GIVEN TASK :: In every one of the items below, swap "Mark the region" for "Outline the area" and repeat the lines with nothing else changed.

[Begin AVAILABLE DATA]

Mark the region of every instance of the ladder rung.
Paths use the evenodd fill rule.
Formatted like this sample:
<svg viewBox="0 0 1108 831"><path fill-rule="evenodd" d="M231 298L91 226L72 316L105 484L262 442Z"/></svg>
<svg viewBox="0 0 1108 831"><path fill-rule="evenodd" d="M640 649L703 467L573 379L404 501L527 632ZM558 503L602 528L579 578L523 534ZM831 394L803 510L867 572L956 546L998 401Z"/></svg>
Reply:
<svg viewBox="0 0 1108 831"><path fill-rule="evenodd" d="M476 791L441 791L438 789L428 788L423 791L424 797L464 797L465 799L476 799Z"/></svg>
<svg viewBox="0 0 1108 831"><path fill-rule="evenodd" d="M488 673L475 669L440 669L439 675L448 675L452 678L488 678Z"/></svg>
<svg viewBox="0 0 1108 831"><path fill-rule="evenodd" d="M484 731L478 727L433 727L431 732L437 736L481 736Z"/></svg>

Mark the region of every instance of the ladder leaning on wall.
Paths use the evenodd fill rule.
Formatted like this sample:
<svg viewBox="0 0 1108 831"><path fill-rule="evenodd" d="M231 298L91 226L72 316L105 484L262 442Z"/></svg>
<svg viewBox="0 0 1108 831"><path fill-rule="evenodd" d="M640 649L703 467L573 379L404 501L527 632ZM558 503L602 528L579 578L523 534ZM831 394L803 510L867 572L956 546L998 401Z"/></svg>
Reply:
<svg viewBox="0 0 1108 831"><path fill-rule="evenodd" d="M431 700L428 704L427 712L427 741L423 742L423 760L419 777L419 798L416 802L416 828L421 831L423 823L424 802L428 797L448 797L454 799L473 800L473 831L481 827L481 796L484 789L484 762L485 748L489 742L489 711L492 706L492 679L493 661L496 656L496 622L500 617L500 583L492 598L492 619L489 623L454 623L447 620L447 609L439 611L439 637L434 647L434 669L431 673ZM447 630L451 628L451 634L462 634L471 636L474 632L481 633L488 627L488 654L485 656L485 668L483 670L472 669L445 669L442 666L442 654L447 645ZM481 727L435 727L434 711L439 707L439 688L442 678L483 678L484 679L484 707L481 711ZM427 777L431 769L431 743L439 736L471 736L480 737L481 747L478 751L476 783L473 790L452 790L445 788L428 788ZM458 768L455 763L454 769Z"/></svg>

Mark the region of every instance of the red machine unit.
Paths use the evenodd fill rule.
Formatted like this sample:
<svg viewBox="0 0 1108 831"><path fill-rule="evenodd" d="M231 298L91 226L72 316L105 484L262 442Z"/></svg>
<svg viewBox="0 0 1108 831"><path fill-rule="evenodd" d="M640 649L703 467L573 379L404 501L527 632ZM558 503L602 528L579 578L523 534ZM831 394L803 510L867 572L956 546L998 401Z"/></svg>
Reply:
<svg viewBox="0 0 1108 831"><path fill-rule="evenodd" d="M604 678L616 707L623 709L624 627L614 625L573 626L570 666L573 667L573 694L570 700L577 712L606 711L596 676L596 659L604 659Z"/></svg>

[End AVAILABLE DATA]

OUTPUT OF THE TASK ::
Outline the area of every instance of the ladder rung.
Paths use the evenodd fill rule.
Formatted like this sample:
<svg viewBox="0 0 1108 831"><path fill-rule="evenodd" d="M231 298L91 226L72 316L105 484L262 442Z"/></svg>
<svg viewBox="0 0 1108 831"><path fill-rule="evenodd" d="M640 649L703 467L573 379L404 501L527 632ZM558 503L602 528L579 578L523 534ZM831 394L803 510L867 572L956 546L998 401Z"/></svg>
Reply:
<svg viewBox="0 0 1108 831"><path fill-rule="evenodd" d="M476 791L441 791L438 789L428 788L423 791L424 797L464 797L465 799L476 799Z"/></svg>
<svg viewBox="0 0 1108 831"><path fill-rule="evenodd" d="M488 673L475 669L440 669L439 675L448 675L452 678L488 678Z"/></svg>
<svg viewBox="0 0 1108 831"><path fill-rule="evenodd" d="M484 731L478 727L433 727L431 732L437 736L481 736Z"/></svg>

Outline the area of every instance of the ladder leaning on wall.
Paths use the evenodd fill rule.
Formatted like this sample:
<svg viewBox="0 0 1108 831"><path fill-rule="evenodd" d="M231 298L91 226L72 316L105 484L262 442Z"/></svg>
<svg viewBox="0 0 1108 831"><path fill-rule="evenodd" d="M640 649L703 467L573 379L404 501L527 632ZM558 503L602 528L579 578L523 534ZM831 394L803 510L867 572L956 546L998 401Z"/></svg>
Reply:
<svg viewBox="0 0 1108 831"><path fill-rule="evenodd" d="M431 700L428 704L427 712L427 741L423 742L423 760L419 777L419 798L416 802L416 828L421 831L423 823L424 802L428 797L448 797L454 799L473 800L473 831L481 827L481 796L484 789L484 762L485 748L489 742L489 711L492 706L492 679L493 661L496 656L496 622L500 617L500 583L492 598L492 619L489 623L454 623L447 620L447 609L439 611L439 637L434 647L434 669L431 673ZM447 630L451 628L451 634L462 634L471 636L474 632L481 633L488 627L488 654L485 656L485 668L483 670L472 669L445 669L442 666L442 654L447 645ZM481 727L435 727L434 711L439 707L439 688L442 678L483 678L484 679L484 707L481 711ZM427 777L431 769L431 743L439 736L471 736L480 737L481 747L478 751L476 783L473 790L452 790L445 788L428 788ZM458 768L455 763L454 769Z"/></svg>

Outline the area of every instance of the red machine unit.
Paths use the evenodd fill rule.
Formatted like this sample:
<svg viewBox="0 0 1108 831"><path fill-rule="evenodd" d="M231 298L91 226L72 316L105 484L262 442Z"/></svg>
<svg viewBox="0 0 1108 831"><path fill-rule="evenodd" d="M640 649L703 467L573 379L404 501L527 632ZM558 503L602 528L579 578L523 534ZM831 394L803 510L867 572L956 546L998 401Z"/></svg>
Reply:
<svg viewBox="0 0 1108 831"><path fill-rule="evenodd" d="M604 678L616 707L623 709L624 627L614 625L573 626L570 666L573 667L573 694L570 700L577 712L606 711L596 676L596 659L604 659Z"/></svg>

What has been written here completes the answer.